(Dataset records)
BEGIN

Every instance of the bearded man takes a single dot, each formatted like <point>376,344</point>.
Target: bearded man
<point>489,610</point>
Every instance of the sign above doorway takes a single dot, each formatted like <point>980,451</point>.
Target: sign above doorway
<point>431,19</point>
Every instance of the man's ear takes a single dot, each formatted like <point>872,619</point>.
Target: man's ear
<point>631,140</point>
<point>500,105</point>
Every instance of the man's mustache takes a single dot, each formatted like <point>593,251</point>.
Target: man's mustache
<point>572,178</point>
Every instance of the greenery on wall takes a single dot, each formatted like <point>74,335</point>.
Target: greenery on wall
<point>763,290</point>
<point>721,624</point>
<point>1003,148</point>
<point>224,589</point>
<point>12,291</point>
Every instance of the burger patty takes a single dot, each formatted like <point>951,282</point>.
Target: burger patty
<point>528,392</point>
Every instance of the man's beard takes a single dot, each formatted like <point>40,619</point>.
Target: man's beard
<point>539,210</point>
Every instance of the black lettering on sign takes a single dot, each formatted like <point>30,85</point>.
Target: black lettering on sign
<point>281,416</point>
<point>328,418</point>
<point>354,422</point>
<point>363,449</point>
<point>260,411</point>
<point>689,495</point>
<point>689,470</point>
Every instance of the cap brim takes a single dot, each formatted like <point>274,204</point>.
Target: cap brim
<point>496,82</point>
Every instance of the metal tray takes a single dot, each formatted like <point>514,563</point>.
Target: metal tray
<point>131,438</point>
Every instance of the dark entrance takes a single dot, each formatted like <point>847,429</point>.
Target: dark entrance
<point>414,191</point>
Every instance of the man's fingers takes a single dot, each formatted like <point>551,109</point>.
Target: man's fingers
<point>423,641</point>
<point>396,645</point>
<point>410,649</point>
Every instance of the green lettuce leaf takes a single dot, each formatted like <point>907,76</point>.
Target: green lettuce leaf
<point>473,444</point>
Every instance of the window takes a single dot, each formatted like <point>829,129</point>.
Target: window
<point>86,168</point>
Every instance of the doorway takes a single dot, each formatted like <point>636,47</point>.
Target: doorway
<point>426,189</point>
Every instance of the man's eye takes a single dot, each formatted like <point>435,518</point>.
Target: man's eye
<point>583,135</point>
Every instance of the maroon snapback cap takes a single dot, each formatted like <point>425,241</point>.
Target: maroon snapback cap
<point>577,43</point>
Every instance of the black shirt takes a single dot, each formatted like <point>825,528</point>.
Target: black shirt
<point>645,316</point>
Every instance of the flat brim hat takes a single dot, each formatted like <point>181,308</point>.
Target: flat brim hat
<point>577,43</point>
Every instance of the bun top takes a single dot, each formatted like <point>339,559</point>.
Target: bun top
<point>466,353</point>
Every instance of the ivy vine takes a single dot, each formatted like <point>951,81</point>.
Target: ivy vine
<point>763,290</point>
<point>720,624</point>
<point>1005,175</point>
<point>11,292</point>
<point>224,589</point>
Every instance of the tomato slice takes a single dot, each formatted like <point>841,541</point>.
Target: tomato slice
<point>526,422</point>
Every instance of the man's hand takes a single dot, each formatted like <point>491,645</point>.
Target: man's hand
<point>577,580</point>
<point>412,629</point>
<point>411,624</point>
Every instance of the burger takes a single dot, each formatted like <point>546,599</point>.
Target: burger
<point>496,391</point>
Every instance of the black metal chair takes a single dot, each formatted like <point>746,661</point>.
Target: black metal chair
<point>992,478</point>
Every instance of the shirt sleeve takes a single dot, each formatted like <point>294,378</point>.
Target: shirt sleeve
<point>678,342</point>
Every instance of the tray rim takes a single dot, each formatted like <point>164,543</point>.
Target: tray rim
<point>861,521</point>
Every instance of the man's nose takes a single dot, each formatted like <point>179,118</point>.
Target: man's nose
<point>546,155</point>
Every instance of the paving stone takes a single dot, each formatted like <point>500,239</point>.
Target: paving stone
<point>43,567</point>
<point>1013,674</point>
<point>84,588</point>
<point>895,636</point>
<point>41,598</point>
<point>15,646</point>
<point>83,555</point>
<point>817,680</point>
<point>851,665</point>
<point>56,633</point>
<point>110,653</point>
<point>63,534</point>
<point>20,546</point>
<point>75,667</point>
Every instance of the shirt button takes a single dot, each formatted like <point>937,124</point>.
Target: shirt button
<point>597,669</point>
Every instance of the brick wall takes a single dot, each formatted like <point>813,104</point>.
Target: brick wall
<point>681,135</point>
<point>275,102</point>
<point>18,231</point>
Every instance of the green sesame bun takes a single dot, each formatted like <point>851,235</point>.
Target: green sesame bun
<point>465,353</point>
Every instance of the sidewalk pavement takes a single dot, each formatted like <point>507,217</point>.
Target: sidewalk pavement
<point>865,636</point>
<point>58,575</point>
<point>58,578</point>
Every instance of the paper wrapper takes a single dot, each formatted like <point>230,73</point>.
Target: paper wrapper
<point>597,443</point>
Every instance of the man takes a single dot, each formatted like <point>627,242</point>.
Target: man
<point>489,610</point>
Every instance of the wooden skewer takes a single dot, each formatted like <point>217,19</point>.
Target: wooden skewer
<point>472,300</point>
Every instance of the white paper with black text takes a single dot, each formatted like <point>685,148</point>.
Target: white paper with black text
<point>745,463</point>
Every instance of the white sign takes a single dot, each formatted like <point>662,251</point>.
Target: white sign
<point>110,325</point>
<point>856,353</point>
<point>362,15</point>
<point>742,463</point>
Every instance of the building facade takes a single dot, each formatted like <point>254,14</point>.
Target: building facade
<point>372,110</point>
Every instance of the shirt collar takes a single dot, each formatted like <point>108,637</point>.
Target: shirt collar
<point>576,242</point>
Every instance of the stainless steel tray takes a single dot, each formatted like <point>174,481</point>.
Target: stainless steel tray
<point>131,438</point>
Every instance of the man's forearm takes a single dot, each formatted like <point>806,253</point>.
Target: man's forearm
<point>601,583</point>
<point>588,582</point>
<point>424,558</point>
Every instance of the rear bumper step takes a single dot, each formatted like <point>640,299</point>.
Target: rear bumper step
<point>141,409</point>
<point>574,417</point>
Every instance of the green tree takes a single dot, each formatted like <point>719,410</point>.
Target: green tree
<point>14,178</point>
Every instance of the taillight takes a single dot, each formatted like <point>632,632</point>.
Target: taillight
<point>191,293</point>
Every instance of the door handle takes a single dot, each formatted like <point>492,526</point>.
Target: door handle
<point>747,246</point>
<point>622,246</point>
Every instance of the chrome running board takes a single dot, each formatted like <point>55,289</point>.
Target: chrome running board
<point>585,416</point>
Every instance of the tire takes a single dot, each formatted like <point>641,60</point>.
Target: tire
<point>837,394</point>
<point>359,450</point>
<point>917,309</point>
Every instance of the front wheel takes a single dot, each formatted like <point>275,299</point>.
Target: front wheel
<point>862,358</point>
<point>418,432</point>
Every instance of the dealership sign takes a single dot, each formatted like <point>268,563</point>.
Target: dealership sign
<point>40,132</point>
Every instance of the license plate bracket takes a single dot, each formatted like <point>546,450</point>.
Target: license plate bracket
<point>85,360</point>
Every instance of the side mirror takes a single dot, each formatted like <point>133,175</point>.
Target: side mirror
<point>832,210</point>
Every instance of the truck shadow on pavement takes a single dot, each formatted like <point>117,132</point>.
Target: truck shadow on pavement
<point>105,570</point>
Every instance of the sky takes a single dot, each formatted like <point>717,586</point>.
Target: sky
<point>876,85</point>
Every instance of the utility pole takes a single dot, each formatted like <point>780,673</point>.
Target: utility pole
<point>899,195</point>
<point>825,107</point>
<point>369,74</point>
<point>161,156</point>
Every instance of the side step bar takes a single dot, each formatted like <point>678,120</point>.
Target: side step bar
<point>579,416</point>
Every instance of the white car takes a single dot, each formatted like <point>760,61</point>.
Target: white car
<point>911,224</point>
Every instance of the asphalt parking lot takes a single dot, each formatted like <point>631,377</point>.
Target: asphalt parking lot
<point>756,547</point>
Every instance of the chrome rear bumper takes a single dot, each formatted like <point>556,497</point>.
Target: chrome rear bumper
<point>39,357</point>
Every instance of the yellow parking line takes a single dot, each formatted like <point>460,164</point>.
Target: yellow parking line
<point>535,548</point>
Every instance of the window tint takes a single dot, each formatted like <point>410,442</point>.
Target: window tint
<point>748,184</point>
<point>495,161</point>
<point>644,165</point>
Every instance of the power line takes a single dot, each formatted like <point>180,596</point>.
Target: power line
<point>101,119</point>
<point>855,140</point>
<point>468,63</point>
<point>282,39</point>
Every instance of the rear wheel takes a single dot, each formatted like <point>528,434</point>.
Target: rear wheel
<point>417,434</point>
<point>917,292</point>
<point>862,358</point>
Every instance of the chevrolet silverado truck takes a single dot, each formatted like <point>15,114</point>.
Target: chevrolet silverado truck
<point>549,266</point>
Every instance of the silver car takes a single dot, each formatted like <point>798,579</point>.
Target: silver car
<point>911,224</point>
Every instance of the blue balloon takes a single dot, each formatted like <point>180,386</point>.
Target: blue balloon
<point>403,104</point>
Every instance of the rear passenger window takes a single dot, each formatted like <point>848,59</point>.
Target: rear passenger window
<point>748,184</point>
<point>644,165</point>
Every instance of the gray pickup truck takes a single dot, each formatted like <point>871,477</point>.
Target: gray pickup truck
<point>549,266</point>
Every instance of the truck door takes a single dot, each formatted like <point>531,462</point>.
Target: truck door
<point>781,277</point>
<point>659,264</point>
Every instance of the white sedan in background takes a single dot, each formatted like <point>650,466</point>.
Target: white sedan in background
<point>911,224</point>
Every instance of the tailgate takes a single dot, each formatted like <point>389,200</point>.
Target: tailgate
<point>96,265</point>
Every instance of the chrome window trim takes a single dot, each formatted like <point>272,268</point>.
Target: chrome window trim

END

• [PROBLEM]:
Copy range, inclusive: the line holding "Every instance of the asphalt" to the line holding "Every instance of the rear passenger". Reproduce exactly those lines of the records above and no others.

• [TASK RESPONSE]:
Every instance of the asphalt parking lot takes a single dot, each formatted like <point>631,377</point>.
Target: asphalt parking lot
<point>756,547</point>
Every instance of the chrome rear bumper takes a single dot, each formatted like <point>556,497</point>.
Target: chrome rear bumper
<point>39,357</point>
Every instance of the yellow parking line takes a single dot, each formatted like <point>460,164</point>.
Target: yellow parking line
<point>535,548</point>
Every instance of the window tint takes a single dot, each formatted like <point>410,442</point>.
Target: window tint
<point>748,184</point>
<point>495,161</point>
<point>644,165</point>
Every instance of the power line takes a single dot, each formatted like <point>180,596</point>.
Target: power line
<point>101,119</point>
<point>855,140</point>
<point>468,63</point>
<point>282,39</point>
Every instance of the rear wheel takes a single dot, each formatted like <point>528,434</point>.
Target: rear wheel
<point>417,434</point>
<point>917,292</point>
<point>862,358</point>
Every instance of the chevrolet silverado truck takes a single dot, each formatted like <point>15,114</point>.
Target: chevrolet silverado truck
<point>549,266</point>
Every instance of the silver car takes a single dot, each formatted like <point>798,579</point>.
Target: silver car
<point>911,224</point>
Every instance of the blue balloon takes a single dot, each formatted like <point>180,386</point>.
Target: blue balloon
<point>403,104</point>
Every instance of the rear passenger window takes a single dot, each formatted like <point>848,59</point>.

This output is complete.